> Dataset:

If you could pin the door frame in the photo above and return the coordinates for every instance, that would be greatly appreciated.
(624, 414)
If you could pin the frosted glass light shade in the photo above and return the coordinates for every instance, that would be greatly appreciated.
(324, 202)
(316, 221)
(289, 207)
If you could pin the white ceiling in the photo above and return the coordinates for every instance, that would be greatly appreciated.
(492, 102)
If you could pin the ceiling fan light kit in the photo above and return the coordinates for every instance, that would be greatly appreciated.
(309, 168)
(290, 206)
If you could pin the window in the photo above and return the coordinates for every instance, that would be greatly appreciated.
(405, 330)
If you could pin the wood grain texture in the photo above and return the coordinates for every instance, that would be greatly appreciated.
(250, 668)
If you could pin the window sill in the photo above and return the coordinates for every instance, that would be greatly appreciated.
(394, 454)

> Your goal: Copy exactly the line that contains "If you could pin the wood" and all lines after it in the listing above, through the final line, and nothing else.

> Output of the task:
If you could pin the wood grain texture in the photo above and return the coordinates for every instance, that would be greatly appreciated.
(250, 668)
If you could pin the window sill in the photo above and return the coordinates for every instance, that would be greatly appreciated.
(394, 454)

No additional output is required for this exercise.